Format every entry below as a Markdown table with two columns, Row and Entry, giving each line its own numbered row and skipping blank lines.

══════════════════════════════

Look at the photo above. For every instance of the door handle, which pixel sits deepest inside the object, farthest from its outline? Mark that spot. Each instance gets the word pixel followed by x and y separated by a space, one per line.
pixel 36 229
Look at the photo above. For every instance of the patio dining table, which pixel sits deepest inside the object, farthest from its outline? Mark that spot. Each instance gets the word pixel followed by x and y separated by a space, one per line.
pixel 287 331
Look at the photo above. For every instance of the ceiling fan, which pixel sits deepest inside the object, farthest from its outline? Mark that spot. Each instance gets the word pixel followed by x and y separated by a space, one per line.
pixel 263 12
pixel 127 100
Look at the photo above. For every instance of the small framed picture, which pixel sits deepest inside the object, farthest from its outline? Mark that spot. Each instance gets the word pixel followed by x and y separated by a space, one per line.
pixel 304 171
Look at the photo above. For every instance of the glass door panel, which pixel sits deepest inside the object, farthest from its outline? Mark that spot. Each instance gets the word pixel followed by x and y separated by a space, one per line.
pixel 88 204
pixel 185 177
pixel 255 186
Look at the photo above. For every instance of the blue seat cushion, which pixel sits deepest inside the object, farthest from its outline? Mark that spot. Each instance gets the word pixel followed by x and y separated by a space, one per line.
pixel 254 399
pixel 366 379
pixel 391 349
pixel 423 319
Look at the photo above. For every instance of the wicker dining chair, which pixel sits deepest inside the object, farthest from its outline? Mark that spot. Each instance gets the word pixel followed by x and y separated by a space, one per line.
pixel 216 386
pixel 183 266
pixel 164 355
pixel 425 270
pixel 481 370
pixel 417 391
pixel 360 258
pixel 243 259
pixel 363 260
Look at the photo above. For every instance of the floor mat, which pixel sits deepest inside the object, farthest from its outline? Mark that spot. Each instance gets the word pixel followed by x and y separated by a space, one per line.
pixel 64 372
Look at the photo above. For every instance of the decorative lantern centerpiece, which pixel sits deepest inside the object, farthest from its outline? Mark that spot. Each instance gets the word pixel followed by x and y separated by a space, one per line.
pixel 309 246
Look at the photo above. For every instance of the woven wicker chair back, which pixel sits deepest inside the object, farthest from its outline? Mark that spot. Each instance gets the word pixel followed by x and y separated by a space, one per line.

══════════════════════════════

◆ **Correct answer**
| Row | Entry |
|---|---|
| 1 | Look at the photo above. For every instance of the door handle, which pixel sits deepest inside the object, farthest from its outline? Mark that spot. Each instance gets the word pixel followed by x and y separated by a space, one per line. |
| 2 | pixel 36 229 |
| 3 | Look at the photo above. For every instance of the patio dining table, which pixel sits deepest inside the object, farthest from its outline? Mark that spot. Each instance gets the word pixel followed by x and y separated by a space, one per line. |
| 4 | pixel 287 331 |
| 5 | Look at the photo above. For every instance of the ceiling fan, which pixel sits deepest inside the object, farthest from its outline? Mark that spot. Each instance gets the word pixel followed by x and y separated by a space, one per line. |
| 6 | pixel 263 12 |
| 7 | pixel 127 100 |
| 8 | Look at the photo above. For every instance of the small framed picture, which pixel sits deepest inside the object, farthest from its outline? Mark that spot. Each instance gets the word pixel followed by x and y separated by a space, one per line. |
| 9 | pixel 304 171 |
| 10 | Look at the photo above. For every instance of the glass door panel, which pixel sits deepest inside the object, farthest from its outline? Mark that spot. Each instance gets the word pixel followed by x and y separated by a space, one per line. |
| 11 | pixel 88 204 |
| 12 | pixel 185 177 |
| 13 | pixel 255 186 |
| 14 | Look at the photo above. For every instance of the blue seat cushion, which pixel sits deepest inside the object, farthest from its outline? Mark that spot. Each instance gets the word pixel followed by x and y separated by a space, one per line. |
| 15 | pixel 254 399 |
| 16 | pixel 366 379 |
| 17 | pixel 391 349 |
| 18 | pixel 423 319 |
| 19 | Look at the photo above. For every instance of the wicker dining chair, which pixel sits deepest inside the object, farthest from its outline? Mark that spot. Each instance gets the word pixel followed by x and y separated by a space, one per line. |
| 20 | pixel 216 386 |
| 21 | pixel 183 266 |
| 22 | pixel 164 355 |
| 23 | pixel 425 270 |
| 24 | pixel 481 370 |
| 25 | pixel 417 391 |
| 26 | pixel 360 258 |
| 27 | pixel 243 259 |
| 28 | pixel 363 260 |
| 29 | Look at the photo above. For every instance of the floor mat, which pixel sits deepest inside the object, farthest from its outline? Mark that spot. Each instance gets the word pixel followed by x and y separated by a space, one per line. |
| 30 | pixel 64 372 |
| 31 | Look at the photo above. For every instance of the decorative lantern centerpiece, which pixel sits deepest inside the object, farthest from its outline? Mark that spot. Each instance gets the word pixel followed by x and y separated by a space, one per line. |
| 32 | pixel 309 246 |
| 33 | Look at the photo above. For every instance of the woven wicker chair back, which pixel sits deepest inside the object, farthest from its outline? Mark that spot. Each instance gets the word pixel followed by x and y separated by a space, one per line. |